§ **DOCUMENT TEXT**:
■ ■ ■ ■ ■

Photo by Brandon Jordan

Pavilion still holds significance 50 years later

5 mins read
Photo by Brandon Jordan
Photo by Brandon Jordan

The New York State Pavilion is a recognizable landmark in Flushing-Meadows Corona Park in Queens.

However, its presence drew debate on what should be done to the site with solutions ranging from demolition to re-investment.

Constructed for the 1964-1965 New York World’s Fair, the Pavilion includes different structures like the Observation Towers. The towers are three large structures, which were a major plot device in the 1997 film “Men in Black” starring Tommy Lee Jones and Will Smith.

“Looming over the New York State Pavilion are three observation towers, one of which is the tallest structure at the Fair — 226 feet. Beneath the towers is the Tent of Tomorrow, the world’s biggest suspension roof — it is larger than a football field — supported by sixteen 100-foot concrete columns. Translucent colored panels in the roof flood the interior of the tent with colors,” the 1964 Official Guide Book to the World’s Fair said.

Angela Bachan-Khan, a QC student majoring in accounting and economics, is involved with the People for the Pavilion project. The PFP is a group defending the project instead of the original idea to demolish it.

She first heard of the organization last semester when they held an event on campus.

“Currently, the Pavilion got a paint job by volunteers and it is being used as an attraction in celebrating the 50th anniversary of the World’s Fair. The group has grown by leaps which are an indication of how much interest there is. I do believe that now that [Queens] Borough President Melinda Katz is supporting the project, there will a better chance that the pavilion will be refurbished and made functional for the people,” Bachan-Khan said.

In 2009, the National Register of Historic Places, which is a part of the Department of the Interior, listed the New York State Pavilion as a historic place. The NRHP’s role is to “coordinate and support public private efforts to identify, evaluate and protect America’s historic and archeological resources,” according to their website.

■ ■ ■ ■ ■

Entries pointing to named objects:
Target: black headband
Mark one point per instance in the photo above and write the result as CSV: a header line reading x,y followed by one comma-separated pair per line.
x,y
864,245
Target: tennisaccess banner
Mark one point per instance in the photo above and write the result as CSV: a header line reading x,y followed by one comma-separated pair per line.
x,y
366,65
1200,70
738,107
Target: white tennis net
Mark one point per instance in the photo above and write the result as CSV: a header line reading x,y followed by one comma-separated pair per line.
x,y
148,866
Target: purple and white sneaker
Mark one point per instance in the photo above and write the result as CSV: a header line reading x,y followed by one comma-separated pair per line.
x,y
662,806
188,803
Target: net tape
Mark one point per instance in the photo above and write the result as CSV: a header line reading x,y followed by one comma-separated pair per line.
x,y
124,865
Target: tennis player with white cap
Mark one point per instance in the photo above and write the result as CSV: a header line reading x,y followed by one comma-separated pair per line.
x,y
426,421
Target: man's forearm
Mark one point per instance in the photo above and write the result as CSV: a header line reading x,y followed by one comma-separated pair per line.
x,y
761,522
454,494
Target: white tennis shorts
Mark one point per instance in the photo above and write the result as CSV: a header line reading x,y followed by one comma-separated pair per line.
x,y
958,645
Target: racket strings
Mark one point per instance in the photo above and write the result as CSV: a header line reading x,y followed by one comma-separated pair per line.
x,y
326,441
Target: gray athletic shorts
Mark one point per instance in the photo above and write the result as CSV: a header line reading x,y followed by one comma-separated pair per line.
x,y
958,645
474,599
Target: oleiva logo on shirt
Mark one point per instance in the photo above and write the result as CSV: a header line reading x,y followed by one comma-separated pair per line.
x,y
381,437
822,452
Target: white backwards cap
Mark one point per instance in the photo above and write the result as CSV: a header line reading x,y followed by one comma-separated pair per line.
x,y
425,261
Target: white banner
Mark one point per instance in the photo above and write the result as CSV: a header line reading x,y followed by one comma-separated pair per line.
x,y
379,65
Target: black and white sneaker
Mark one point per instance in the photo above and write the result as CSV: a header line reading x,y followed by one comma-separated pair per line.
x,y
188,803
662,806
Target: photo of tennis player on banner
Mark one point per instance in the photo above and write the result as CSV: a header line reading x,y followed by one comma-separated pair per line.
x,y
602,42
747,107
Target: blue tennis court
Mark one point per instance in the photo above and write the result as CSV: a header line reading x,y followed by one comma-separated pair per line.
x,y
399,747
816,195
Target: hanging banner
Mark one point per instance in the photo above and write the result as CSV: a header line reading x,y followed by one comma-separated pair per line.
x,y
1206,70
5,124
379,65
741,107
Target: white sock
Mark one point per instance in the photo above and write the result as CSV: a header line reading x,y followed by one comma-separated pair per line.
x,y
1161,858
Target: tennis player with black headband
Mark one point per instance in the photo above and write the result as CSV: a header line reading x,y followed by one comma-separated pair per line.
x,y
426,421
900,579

■ ■ ■ ■ ■

§ **TASKS TO PERFORM**:
1. Using the Pavilion article, decide whether each statement agrees with it. Answer yes or no for each, and quote the words that settle it. (a) The tallest of the observation towers stands 226 feet high. (b) Angela Bachan-Khan is majoring in history. (c) The New York State Pavilion was listed as a historic place in 2009.
2. List every person named in the Pavilion article.
3. Copy word for word the stretch of the Pavilion article from "5 mins read" through "demolition to re-investment.".

§ **ANSWERS FOR THIS EXERCISE**:
1.
(a) Yes: "one of which is the tallest structure at the Fair — 226 feet"
(b) No: "a QC student majoring in accounting and economics"
(c) Yes: "In 2009, the National Register of Historic Places, which is a part of the Department of the Interior, listed the New York State Pavilion as a historic place."

2. Brandon Jordan, Tommy Lee Jones, Will Smith, Angela Bachan-Khan, Melinda Katz

3.
5 mins read
Photo by Brandon Jordan
Photo by Brandon Jordan

The New York State Pavilion is a recognizable landmark in Flushing-Meadows Corona Park in Queens.

However, its presence drew debate on what should be done to the site with solutions ranging from demolition to re-investment.